▸ SOURCE TEXT:
------------------------------------
For the exclusive use of the rich, or those lucky few people who can get two people into their car during the designated times.

Note that previously it was only the latter.

It's a way to fund new infrastructure construction by only charging rich people instead of charging all users (e.g. by raising the gas tax) or everyone (income tax). It removes no options for existing users.
"For the rich" is simplistic thinking. $34.50 is the marginal cost (https://en.wikipedia.org/wiki/Marginal_cost); in other words, the price paid at the time the decision to use the lane is made. Consider the situation of person who has an early meeting he needs to get to, or a job interview on some particular day that he wants to arrive at on-time. Or a person who needs to get their kid to a tournament on a particular day. Studies show that people of all incomes prefer this sort of thing for these situations (in particular, and perhaps surprising to some, lower income people with multiple jobs who need to get from one to the other on-time), because sometimes you'd rather pay and get something of a guaranteed travel time that risk arriving late. Also, you may choose to only use the lane in the mornings or afternoons, or certain days of the week, etc.
And here we see how DC's politicians figured out how to profit from removing Net Neutrality protections.
Virginia politicians are the ones behind this project.
Because DC politicians definitely don't drive on those highways.
Whether or not they drive on it is irrelevant. The project is handled by the Virginia state government, not anybody in DC.
you're completely missing the relationship. DC politicians drive on roads that are 'fast lanes' by 'paying more' for preferential treatment. sigh.
You said they were profiting, now they’re paying more?

Are you sure you didn’t just misunderstand which jurisdictions were involved here?

The thing that frustrates me the most about what they're doing in the area is that their public transportation is still terrible.

Try taking the Metro from Vienna to Springfield. You have to get almost entirely into DC, then change lines and come back out. Compare to other systems which are much more efficient.

I believe there would be significant less backlash if the Metro wasn't awful and more people were able to use it reliably without ridiculous wait times.

FWIW, I lived there and hated the metro and seldom used it. The tube in London on the other hand - I wouldn't buy a car if I lived there.

And the metro would probably be non-awful if the area wasn't split up into a bunch of different governments that often don't want to cooperate.

Transportation and housing authorities should be at the metro area level. Lower than that just results in dysfunction.

Good. Every highway in the United States needs to be tolled in this manner.
DC's problem, as always, is one of congestion and access. If we sidestep the tax burden ('we paid for it therefore we should be able to use it without charge') issue, there's a fairly typical large-city congestion problem, which is exacerbated by the lack of affordable housing in the immediate area.
------------------------------------
▸ Extracted data entries:
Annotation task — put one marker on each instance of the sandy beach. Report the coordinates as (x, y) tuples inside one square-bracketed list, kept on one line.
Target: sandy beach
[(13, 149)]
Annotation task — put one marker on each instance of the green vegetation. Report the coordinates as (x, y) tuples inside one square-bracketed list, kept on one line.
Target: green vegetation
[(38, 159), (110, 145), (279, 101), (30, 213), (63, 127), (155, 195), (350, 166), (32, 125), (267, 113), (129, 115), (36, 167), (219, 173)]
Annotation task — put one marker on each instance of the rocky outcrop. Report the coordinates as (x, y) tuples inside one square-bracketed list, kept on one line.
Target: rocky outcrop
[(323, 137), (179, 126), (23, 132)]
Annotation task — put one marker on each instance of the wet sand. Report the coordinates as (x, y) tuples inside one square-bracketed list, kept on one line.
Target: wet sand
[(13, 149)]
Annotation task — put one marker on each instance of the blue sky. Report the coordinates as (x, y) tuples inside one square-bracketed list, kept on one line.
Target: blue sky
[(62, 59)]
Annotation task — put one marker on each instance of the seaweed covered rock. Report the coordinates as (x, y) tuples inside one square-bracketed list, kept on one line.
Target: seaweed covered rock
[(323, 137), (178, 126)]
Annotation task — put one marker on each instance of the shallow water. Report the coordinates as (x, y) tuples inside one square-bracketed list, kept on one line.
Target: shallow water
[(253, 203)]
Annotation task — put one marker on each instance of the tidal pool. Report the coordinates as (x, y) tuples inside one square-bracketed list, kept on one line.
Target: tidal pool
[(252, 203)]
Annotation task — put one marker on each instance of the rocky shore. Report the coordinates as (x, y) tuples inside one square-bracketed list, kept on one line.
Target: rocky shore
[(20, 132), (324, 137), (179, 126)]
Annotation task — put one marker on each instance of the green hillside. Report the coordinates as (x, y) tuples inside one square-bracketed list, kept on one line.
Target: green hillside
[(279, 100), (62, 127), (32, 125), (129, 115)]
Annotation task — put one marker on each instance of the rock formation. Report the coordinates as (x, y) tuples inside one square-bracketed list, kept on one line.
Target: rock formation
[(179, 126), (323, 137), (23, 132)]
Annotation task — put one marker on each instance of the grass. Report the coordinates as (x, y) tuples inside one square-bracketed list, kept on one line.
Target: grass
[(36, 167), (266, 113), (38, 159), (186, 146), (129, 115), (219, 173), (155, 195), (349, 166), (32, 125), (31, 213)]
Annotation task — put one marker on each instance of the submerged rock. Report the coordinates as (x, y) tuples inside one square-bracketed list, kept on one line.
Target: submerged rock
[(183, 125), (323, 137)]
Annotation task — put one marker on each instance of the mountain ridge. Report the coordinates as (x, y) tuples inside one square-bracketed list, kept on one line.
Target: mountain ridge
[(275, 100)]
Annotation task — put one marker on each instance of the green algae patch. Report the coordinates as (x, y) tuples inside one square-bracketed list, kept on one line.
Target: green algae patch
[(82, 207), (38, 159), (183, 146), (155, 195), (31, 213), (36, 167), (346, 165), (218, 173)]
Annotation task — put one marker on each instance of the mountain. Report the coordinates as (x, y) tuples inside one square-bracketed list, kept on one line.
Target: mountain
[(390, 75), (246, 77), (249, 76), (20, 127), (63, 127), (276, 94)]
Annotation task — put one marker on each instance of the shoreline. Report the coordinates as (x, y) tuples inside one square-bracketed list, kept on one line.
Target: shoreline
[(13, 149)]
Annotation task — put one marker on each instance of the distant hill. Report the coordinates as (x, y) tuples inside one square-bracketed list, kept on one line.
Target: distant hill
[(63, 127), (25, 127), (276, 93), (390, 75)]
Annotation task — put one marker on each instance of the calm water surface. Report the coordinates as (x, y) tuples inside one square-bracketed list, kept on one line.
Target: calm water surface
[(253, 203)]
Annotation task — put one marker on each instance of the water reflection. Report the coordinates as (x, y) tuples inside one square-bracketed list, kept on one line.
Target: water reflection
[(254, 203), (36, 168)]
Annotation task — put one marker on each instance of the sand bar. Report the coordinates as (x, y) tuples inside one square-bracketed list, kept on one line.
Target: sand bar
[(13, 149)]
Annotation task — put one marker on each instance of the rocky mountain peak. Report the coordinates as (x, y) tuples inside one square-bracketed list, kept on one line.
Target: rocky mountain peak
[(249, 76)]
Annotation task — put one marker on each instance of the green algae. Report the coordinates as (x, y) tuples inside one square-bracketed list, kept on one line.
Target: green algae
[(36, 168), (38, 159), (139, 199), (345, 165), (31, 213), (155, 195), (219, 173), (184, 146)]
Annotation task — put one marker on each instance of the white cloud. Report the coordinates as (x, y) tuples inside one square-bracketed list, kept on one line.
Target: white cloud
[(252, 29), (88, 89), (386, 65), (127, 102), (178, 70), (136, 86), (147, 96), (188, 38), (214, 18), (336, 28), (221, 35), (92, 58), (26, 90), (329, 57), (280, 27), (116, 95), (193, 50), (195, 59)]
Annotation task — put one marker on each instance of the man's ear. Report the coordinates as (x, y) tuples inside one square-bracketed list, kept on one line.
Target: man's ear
------------------------------------
▸ STATED EXERCISE 1:
Return the passage of the toll lane discussion from "It's a way to" to "for existing users.", copied word for word.
▸ STATED EXERCISE 2:
Resume the toll lane discussion where it ends, continuing with new text.

▸ OUTPUT 1:
It's a way to fund new infrastructure construction by only charging rich people instead of charging all users (e.g. by raising the gas tax) or everyone (income tax). It removes no options for existing users.

▸ OUTPUT 2:
The DMV area as a whole, especially the immediately DC-adjacent regions of Maryland and Virginia, is one of the wealthiest areas in the country. There are people commuting into DC from West Virginia(!). There's a fair argument for a congestion charge, as has been implemented in major cities (London and Singapore to name a couple), but the question then is one of access - the Metro (subway) system is good for America, but absolutely abysmal for the population density that it needs to serve. It doesn't help that the population is fairly spread out once you get further out as well.

It's a chicken and egg problem. Americans hold driving in religious devotion, and won't allocate serious resources to non-car modes until they're forced to.

I guarantee you those suburbs of DC are full of people hostile to transit. The only way they'll support their own areas contributing and going along with a regional transit plan is if they feel like they have no choice.

This roadway is known as "I-66 Inside the Beltway". It was built in 1982 [1], and runs from I-495 in Dunn Loring/Merrifield in the west to the Theodore Roosevelt Memorial Bridge in the east, and except for short stretches, is generally two normal lanes wide in both directions.

Prior to this most recent announcement, at directional peak times, only HOV-2 vehicles (and special exceptions) were allowed [2]. Similarly, for a few additional hours on either side of the peak time, the corresponding shoulder lane is open for some sections as an additional travel lane.

Now, during peak times, all cars need an E-ZPass-compatible transponder of some sort to enter [3][4]. Outside of peak times, anyone can enter.

If you're HOV-2 and wish to avoid paying a toll, you need a switchable 'E-ZPass Flex', which has a physical switch on it to assert that you're currently HOV. It's largely enforced by the honor system and vigorous police presence. When it gets scanned and asserts that you're HOV, there is no assessed toll and the road is free. If your Flex is set to non-HOV, you get charged the current toll.

If you have a regular, non-switchable E-ZPass transponder, you get assessed the toll, regardless of your vehicle's actual HOV status.

[1] http://www.dcroads.net/roads/I-66_VA/ [2] https://web.archive.org/web/20171018010139/http://www.virgin... [3] http://www.virginiadot.org/travel/hov-novasched.asp#I-66HOV-...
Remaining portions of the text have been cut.